TASK TO COMPLETE:
Look through the listing below, and wherever a line has the string "after", copy it.

SUPPLIED MATERIAL:
--*--

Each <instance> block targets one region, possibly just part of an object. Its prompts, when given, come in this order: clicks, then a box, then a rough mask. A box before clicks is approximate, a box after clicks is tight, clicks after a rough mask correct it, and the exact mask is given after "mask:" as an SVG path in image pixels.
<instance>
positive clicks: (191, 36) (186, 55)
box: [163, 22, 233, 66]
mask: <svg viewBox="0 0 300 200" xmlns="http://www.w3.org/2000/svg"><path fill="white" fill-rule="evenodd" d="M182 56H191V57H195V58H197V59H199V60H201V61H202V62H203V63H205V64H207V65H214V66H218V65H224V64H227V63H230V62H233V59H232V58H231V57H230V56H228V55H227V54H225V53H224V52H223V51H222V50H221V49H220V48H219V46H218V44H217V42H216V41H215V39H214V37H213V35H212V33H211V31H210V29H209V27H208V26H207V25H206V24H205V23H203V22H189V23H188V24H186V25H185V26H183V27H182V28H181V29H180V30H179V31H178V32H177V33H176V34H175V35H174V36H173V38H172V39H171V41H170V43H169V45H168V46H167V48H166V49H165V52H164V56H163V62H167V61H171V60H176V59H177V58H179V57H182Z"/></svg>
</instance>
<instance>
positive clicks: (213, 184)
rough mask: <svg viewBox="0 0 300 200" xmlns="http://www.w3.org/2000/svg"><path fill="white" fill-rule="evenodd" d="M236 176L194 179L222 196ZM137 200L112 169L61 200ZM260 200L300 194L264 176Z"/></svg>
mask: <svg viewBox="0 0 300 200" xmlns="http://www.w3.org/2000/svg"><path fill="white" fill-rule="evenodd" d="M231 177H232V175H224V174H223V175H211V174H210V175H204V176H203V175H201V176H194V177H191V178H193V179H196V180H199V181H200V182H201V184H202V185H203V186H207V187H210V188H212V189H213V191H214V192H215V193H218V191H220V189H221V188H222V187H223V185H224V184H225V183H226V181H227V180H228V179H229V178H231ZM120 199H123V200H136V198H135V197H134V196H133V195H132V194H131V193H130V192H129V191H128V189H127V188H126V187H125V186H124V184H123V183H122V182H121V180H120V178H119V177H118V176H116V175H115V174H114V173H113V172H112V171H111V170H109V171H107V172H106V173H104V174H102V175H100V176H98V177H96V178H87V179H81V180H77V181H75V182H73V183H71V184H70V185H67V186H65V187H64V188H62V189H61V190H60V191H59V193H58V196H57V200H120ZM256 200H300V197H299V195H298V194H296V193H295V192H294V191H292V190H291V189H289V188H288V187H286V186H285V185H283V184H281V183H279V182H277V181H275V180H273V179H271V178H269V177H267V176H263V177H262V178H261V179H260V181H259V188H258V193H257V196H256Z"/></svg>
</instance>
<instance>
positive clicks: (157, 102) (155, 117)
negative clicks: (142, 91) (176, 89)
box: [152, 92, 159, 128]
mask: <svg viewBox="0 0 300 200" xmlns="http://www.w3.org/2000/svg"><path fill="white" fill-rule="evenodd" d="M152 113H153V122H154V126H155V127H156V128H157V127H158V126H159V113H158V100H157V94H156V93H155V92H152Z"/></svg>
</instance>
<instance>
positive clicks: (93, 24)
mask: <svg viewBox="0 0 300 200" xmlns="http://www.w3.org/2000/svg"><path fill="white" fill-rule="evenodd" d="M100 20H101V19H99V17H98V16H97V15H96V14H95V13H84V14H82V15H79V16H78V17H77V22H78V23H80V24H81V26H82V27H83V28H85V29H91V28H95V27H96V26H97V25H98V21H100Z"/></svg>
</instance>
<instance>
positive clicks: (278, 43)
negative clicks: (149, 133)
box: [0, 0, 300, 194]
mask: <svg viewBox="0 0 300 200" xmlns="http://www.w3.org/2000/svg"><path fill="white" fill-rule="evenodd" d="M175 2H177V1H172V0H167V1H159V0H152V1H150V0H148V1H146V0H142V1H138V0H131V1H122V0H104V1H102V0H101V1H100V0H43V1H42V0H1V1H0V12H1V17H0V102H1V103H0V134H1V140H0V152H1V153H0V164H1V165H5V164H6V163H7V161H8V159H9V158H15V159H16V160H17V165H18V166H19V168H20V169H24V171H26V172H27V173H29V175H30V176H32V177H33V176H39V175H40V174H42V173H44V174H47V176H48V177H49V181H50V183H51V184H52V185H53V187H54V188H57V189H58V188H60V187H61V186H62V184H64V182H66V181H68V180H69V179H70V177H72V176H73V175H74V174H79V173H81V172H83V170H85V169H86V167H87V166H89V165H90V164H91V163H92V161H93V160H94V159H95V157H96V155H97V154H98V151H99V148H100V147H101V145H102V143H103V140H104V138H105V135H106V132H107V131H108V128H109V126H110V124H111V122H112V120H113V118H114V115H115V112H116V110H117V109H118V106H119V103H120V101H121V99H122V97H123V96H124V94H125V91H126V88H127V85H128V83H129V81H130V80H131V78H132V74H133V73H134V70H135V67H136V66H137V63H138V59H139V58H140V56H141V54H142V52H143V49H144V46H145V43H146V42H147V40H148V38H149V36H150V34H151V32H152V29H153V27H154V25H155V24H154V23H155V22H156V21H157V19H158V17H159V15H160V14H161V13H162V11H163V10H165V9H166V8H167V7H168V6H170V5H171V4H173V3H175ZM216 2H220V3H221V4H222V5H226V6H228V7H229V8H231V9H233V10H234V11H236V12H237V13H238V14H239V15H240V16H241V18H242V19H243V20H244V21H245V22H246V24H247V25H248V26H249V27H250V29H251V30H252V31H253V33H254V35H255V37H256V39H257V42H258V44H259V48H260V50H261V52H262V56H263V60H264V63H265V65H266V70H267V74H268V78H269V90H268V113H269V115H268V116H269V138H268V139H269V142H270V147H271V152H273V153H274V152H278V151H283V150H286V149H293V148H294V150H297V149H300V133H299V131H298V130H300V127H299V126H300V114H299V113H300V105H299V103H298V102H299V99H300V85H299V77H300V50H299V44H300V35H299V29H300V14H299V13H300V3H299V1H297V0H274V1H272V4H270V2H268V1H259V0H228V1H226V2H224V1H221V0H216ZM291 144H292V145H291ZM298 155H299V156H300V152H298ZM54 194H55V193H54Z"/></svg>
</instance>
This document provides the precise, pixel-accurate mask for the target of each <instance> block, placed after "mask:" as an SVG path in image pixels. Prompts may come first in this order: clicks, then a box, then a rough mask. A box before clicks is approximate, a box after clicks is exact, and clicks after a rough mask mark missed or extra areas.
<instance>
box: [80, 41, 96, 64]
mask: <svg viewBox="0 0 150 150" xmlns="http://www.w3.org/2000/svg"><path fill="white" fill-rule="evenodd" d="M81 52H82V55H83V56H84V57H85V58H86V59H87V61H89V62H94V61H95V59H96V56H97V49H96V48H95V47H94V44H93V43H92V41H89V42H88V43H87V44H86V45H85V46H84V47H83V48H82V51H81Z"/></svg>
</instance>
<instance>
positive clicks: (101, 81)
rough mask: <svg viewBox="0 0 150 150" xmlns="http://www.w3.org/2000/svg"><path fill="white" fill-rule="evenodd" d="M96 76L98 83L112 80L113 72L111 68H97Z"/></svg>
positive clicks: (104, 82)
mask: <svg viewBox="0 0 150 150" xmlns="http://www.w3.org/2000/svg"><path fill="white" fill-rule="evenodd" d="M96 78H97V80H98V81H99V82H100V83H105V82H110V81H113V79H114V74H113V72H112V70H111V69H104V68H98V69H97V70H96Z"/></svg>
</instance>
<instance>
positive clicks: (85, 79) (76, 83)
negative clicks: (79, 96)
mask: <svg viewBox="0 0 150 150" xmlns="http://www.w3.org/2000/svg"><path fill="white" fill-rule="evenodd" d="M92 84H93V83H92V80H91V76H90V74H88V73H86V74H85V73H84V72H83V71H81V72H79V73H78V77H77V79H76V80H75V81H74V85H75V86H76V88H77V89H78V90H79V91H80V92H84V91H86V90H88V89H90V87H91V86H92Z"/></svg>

--*--

OUTPUT FOR THIS EXERCISE:
Each <instance> block targets one region, possibly just part of an object. Its prompts, when given, come in this order: clicks, then a box, then a rough mask. A box before clicks is approximate, a box after clicks is tight, clicks after a rough mask correct it, and the exact mask is given after "mask:" as an SVG path in image pixels.
This document provides the precise, pixel-accurate mask for the target of each <instance> block, placed after "mask:" as an SVG path in image pixels. Prompts may come first in this order: clicks, then a box, then a rough mask. A box before clicks is approximate, a box after clicks is exact, and clicks after a rough mask mark missed or extra areas.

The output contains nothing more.